▶ _Excerpted text_
________________________
Monday, October 5, 2009

healthcare (5) the drug companies

Stephen Colbert, in a recent "Cheating Death" segment concluded that placebos become more effective whenever the drugs being tested prove ineffective. This came in the midst of several related news items. One of these, of the good news/bad news variety concerns the board of a drug company's firing of the chief executive and top research scientist and some others plus the resignation of a few more who had "failed to put in place adequate protocols and controls" for their studies and had given investor's unsubstantiated claims about new blood tests to detect Down syndrome (NYT, 9-29-09). The item appeared in the Business rather than in the Science section of that day, where some item might have alerted more readers.
________________________
▶ _Dataset extract_

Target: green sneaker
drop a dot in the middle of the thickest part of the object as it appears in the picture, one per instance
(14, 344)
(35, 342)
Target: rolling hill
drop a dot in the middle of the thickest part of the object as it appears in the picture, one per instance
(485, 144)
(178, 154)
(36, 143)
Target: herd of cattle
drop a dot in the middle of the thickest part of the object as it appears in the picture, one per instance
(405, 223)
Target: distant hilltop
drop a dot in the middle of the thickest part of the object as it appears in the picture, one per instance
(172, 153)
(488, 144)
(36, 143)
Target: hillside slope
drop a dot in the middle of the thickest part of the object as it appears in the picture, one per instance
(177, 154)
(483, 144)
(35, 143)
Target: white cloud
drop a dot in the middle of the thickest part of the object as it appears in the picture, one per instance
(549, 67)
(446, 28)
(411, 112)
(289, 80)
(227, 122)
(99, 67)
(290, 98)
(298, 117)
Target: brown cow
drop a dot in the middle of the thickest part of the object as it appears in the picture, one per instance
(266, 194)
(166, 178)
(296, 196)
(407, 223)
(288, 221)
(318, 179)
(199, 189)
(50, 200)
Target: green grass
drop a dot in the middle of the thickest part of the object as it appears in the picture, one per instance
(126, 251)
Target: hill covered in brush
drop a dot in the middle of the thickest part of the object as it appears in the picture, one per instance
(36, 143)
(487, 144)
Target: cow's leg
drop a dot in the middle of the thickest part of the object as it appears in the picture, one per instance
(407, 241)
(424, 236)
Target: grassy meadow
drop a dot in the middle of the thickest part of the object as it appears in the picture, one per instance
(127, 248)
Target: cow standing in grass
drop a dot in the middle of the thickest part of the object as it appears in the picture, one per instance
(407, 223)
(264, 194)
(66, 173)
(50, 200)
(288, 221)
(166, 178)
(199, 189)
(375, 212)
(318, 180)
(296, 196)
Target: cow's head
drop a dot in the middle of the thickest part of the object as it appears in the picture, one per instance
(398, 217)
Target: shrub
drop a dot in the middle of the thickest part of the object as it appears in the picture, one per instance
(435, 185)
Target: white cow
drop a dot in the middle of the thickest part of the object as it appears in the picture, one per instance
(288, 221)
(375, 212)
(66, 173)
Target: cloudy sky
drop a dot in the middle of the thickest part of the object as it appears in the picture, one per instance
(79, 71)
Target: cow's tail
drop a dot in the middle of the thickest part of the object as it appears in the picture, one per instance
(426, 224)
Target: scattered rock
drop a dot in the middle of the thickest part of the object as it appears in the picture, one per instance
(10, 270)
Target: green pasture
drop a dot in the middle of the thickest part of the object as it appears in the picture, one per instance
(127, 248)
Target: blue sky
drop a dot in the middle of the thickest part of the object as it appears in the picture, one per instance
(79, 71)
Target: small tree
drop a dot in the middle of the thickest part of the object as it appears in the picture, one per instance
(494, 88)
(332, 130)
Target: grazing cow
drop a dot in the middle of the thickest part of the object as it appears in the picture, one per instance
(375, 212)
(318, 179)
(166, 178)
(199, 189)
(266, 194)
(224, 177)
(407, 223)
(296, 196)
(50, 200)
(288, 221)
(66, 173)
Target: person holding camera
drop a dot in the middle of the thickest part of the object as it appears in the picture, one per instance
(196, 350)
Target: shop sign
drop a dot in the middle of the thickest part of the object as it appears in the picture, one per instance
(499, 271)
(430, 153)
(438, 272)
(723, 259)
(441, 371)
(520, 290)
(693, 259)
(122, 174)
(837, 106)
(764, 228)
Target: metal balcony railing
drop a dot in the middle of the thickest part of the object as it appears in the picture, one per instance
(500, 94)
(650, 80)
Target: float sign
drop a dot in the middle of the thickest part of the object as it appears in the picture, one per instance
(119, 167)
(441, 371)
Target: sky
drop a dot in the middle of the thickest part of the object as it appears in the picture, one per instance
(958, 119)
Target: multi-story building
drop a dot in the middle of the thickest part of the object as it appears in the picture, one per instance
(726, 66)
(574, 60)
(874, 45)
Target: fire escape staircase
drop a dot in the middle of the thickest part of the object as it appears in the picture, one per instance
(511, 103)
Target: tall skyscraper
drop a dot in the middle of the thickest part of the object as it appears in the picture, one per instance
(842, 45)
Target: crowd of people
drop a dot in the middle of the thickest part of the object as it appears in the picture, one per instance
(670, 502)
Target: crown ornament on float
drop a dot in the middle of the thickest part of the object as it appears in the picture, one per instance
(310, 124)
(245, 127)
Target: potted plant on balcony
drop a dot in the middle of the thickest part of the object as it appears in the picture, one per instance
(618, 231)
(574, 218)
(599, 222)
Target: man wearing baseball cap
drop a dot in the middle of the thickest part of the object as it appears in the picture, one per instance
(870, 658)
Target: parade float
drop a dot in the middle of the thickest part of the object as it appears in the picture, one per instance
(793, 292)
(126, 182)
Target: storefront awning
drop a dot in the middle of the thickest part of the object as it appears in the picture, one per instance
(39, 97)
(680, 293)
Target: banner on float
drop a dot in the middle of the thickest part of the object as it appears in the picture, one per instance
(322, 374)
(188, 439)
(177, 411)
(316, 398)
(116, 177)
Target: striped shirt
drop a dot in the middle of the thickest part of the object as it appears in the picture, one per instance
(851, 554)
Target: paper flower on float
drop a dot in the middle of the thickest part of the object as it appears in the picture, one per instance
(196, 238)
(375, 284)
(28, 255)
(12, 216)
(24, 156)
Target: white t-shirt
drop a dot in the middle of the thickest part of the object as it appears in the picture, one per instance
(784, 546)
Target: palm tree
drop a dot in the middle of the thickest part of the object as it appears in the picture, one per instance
________________________
▶ _What the exercise asks_
Reproduce the passage of the healthcare post above, starting with "Monday, October 5, 2009" and going on through "alerted more readers.".

▶ _Answer box_
Monday, October 5, 2009

healthcare (5) the drug companies

Stephen Colbert, in a recent "Cheating Death" segment concluded that placebos become more effective whenever the drugs being tested prove ineffective. This came in the midst of several related news items. One of these, of the good news/bad news variety concerns the board of a drug company's firing of the chief executive and top research scientist and some others plus the resignation of a few more who had "failed to put in place adequate protocols and controls" for their studies and had given investor's unsubstantiated claims about new blood tests to detect Down syndrome (NYT, 9-29-09). The item appeared in the Business rather than in the Science section of that day, where some item might have alerted more readers.